ACTION ITEM
Set down each record exactly as written.

RECORDS TO PROCESS

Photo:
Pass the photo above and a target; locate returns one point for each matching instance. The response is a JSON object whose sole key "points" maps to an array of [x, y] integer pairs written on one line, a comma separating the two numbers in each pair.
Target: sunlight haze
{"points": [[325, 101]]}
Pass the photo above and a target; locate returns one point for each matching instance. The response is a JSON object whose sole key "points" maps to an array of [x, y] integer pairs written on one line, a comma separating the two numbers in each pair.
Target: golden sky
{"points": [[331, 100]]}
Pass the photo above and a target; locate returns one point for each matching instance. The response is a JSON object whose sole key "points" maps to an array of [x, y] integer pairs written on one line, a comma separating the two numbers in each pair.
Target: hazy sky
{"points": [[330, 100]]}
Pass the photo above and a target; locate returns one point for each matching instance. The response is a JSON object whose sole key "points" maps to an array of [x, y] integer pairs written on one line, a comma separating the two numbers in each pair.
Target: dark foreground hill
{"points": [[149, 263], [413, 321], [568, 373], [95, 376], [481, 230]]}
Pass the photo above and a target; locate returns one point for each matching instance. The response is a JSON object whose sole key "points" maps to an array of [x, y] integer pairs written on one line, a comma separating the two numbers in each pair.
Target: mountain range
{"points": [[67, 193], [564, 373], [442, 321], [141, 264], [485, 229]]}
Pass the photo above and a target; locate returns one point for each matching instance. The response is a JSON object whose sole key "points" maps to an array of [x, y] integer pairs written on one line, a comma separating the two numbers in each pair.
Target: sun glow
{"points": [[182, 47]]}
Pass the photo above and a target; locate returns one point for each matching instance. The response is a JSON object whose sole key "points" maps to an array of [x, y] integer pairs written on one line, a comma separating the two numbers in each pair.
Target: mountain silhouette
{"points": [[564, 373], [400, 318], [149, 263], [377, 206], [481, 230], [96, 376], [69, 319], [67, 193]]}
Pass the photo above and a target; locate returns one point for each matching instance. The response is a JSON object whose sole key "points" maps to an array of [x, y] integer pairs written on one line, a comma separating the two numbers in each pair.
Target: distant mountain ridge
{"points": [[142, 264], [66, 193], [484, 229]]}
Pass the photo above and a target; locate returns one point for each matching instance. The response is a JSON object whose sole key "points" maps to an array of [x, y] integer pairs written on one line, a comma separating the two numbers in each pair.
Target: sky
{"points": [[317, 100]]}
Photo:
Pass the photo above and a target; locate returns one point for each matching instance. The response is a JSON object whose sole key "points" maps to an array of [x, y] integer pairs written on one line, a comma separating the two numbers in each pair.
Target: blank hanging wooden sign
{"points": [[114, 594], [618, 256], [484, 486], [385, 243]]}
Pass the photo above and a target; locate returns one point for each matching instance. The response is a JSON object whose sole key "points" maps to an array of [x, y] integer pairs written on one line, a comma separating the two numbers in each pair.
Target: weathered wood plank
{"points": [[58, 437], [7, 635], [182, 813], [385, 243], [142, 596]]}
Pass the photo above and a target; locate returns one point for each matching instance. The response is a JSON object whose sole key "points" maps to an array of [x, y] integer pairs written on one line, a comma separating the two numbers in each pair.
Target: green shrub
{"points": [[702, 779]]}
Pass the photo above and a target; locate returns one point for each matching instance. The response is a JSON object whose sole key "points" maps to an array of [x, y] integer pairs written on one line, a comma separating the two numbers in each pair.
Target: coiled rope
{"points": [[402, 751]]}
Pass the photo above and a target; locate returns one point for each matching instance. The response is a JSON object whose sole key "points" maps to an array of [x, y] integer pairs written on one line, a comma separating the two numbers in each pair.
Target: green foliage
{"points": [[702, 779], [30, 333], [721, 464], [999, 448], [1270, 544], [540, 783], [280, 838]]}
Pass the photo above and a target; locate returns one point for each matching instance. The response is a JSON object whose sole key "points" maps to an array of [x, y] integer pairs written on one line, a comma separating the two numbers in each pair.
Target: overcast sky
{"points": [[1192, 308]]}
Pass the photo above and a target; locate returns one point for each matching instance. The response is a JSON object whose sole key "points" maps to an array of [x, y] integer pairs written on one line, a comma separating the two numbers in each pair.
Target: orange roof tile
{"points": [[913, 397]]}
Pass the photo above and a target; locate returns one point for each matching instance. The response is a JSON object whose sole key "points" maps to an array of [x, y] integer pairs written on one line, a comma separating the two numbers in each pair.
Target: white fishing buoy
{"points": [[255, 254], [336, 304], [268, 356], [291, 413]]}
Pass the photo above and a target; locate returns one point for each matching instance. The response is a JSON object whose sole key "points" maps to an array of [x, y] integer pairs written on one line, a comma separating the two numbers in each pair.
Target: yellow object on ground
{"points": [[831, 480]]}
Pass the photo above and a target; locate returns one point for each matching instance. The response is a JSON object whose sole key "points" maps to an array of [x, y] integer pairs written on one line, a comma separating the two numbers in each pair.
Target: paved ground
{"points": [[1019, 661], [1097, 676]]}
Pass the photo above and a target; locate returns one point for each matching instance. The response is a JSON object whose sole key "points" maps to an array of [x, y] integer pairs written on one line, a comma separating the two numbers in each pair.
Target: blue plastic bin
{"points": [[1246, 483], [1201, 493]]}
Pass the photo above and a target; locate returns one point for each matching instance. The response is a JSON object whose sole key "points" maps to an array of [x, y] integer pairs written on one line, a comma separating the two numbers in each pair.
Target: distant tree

TASK SOLUTION
Photo:
Pass the photo above and a target; locate returns one point for each matching instance. The response is a JSON object whose sole key "points" maps to an array of [x, y] integer pairs written on one line, a comma separating the two numbers in each pair.
Target: sunlight haze
{"points": [[325, 101]]}
Pass the photo above and a target; locate returns one point for each matching instance. The response is a JSON object whose sole key "points" maps to an array of [x, y] integer pairs written on one line, a comma separating the two numbers in each pair.
Target: golden sky
{"points": [[331, 100]]}
Pass the photo above and a target; locate returns one point for each matching instance. The response is a JSON object whose sole key "points" maps to an array of [x, y] integer pairs written on one line, a comma separating the two numbers in each pair.
Target: hazy sky
{"points": [[330, 100]]}
Pass the photo above and a target; locate returns one point for each matching instance. The response is a JSON object whose sole key "points" maps to an array of [x, y] integer pairs written on one line, a comma separating the two numbers in each pair.
Target: dark foreground hill
{"points": [[149, 263], [413, 321], [568, 373], [95, 376], [481, 230]]}
Pass the photo above and a target; locate returns one point for each matching instance. The response is a JSON object whose sole key "points" maps to an array of [x, y] integer pairs written on one line, a comma separating the two numbers in each pair.
Target: mountain range
{"points": [[67, 193], [564, 373], [442, 321], [141, 264], [485, 229]]}
Pass the photo above and a target; locate returns one point for each matching instance. The response is a JSON object whose sole key "points" maps to an array of [x, y] integer pairs written on one line, a comma separating the two numbers in each pair.
Target: sun glow
{"points": [[182, 47]]}
Pass the photo above and a target; locate returns one point for each matching instance. The response is a JSON object whose sole key "points" maps to an array of [x, y] integer pairs written on one line, a comma separating the two numbers in each pair.
Target: mountain silhouette
{"points": [[564, 373], [400, 318], [149, 263], [377, 206], [481, 230], [96, 376], [69, 319], [67, 193]]}
Pass the photo above and a target; locate returns one point for each matching instance. The response is a JSON object whose sole key "points" maps to an array of [x, y] integer pairs written on one line, a comma separating the two numbers in each pair.
Target: distant mountain ridge
{"points": [[142, 264], [66, 193], [484, 229]]}
Pass the photo above and a target; locate returns one point for each matching instance. The response is a JSON object whose sole key "points" maps to an array of [x, y] integer pairs written on one line, a comma separating the two numbers in each pair.
Target: sky
{"points": [[317, 100]]}
Photo:
Pass the photo above and a target; locate returns one point for each matching instance. The response is a JSON object whose sole key "points" maps to an array of [x, y] integer pairs written on one line, a comma separating the two numbers in each pair.
Target: blank hanging wooden sign
{"points": [[114, 594], [618, 256], [484, 486], [385, 243]]}
Pass the photo above and a target; locate returns one point for each matching instance. The response is a JSON object whose sole key "points" maps to an array of [x, y] integer pairs written on one line, a comma separating the two numbers in each pair.
Target: weathered wood plank
{"points": [[58, 437], [7, 635], [182, 813], [385, 243], [142, 596]]}
Pass the photo above and a target; locate returns one point for each matching instance. The response is a JSON object whose sole key "points" maps to an array of [x, y] integer pairs written on one line, a comma separating the two numbers in each pair.
Target: green shrub
{"points": [[702, 779]]}
Pass the photo above and a target; locate returns one point for each matching instance. The response is a JSON object whose sole key "points" maps to an array of [x, y] integer pairs written on one line, a comma separating the two numbers in each pair.
Target: coiled rope
{"points": [[402, 751]]}
Pass the photo above and a target; locate returns one point for each matching instance. The response is a JSON object whose sole key "points" maps to an array of [x, y] integer pairs written on one line, a comma separating the two numbers in each pair.
Target: green foliage
{"points": [[702, 779], [30, 333], [721, 464], [999, 448], [1270, 544], [540, 783], [280, 838]]}
Pass the photo above and a target; locate returns one point for each matching instance. The response is a JSON object whose sole key "points" maps to an array of [x, y] integer pairs written on one line, a comma separating the two numbers in each pair.
Target: overcast sky
{"points": [[1192, 308]]}
Pass the photo above and a target; locate returns one point for each matching instance. The response is a JSON object whose sole key "points" maps to an array of [x, y] integer pairs written on one line, a comma separating the two numbers in each pair.
Target: orange roof tile
{"points": [[913, 397]]}
Pass the photo above and a target; locate returns one point for each matching instance. The response is a JSON object whose sole key "points" maps to an array of [x, y] integer pairs written on one line, a comma separating the two numbers in each pair.
Target: white fishing buoy
{"points": [[255, 254], [336, 304], [268, 356], [291, 413]]}
Pass the photo above and a target; locate returns one point for each matching instance. The response is a JSON object whose sole key "points" maps to an array of [x, y] integer pairs written on one line, a comma separating the two numbers in each pair.
Target: yellow object on ground
{"points": [[831, 480]]}
Pass the photo above and a target; locate returns one point for each matching instance. The response is a JSON object whose sole key "points" maps to an array of [x, y] integer pairs written on one line, a comma separating the two numbers in each pair.
Target: paved ground
{"points": [[1019, 661], [1097, 676]]}
Pass the photo above and a target; locate returns one point for each matching instance. The response is a JSON object whose sole key "points" maps to an array of [x, y] integer pairs written on one line, a comma separating the two numbers in each pair.
Target: blue plastic bin
{"points": [[1246, 483], [1201, 493]]}
Pass the photo above and a target; locate returns one point for each matching instance. The response is a JSON object whose sole key "points" maps to an array of [x, y] integer pairs written on one line, a comma separating the two numbers in each pair.
Target: distant tree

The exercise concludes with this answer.